** Record excerpts follows **
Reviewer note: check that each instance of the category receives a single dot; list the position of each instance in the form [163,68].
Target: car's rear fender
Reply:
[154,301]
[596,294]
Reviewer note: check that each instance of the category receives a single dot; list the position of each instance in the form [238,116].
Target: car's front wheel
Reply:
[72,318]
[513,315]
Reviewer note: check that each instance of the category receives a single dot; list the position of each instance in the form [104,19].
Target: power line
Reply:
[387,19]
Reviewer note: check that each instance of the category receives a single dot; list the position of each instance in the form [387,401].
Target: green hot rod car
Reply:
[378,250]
** End of Record excerpts **
** Record excerpts follows **
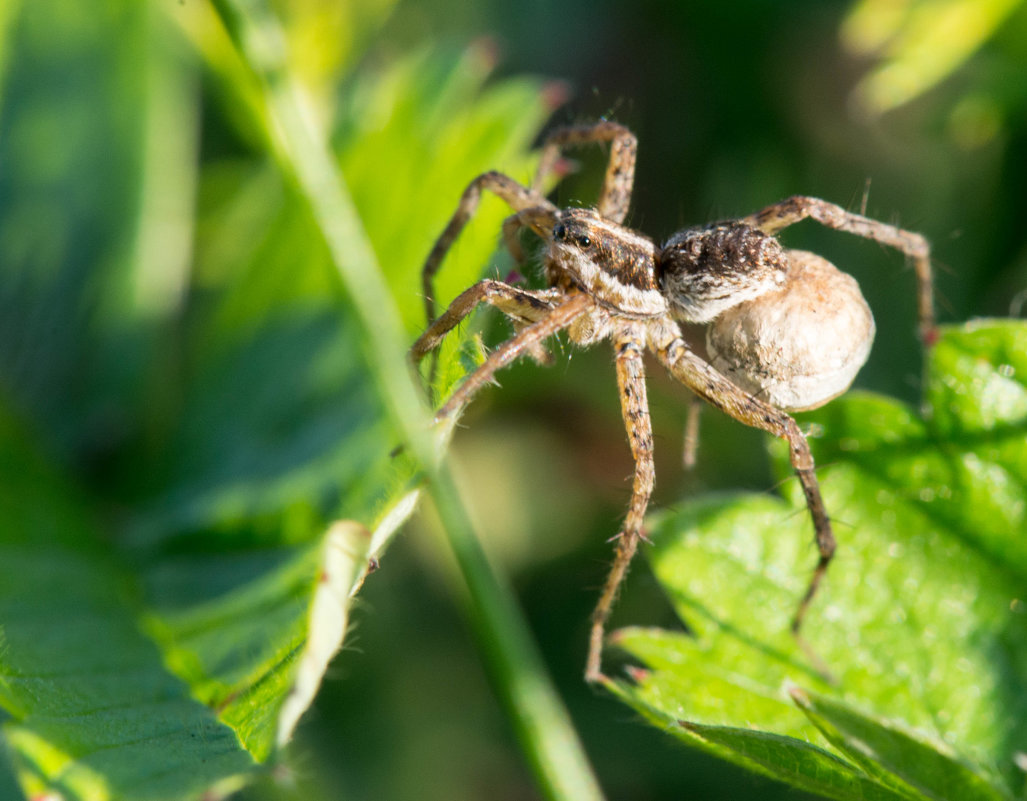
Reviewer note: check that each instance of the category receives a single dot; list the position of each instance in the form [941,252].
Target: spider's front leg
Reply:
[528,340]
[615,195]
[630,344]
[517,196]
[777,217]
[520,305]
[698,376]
** End of Record excerpts **
**Action item**
Count how many lines of the listing include "each". Nothing but the number is wanted.

**Output of the exercise**
5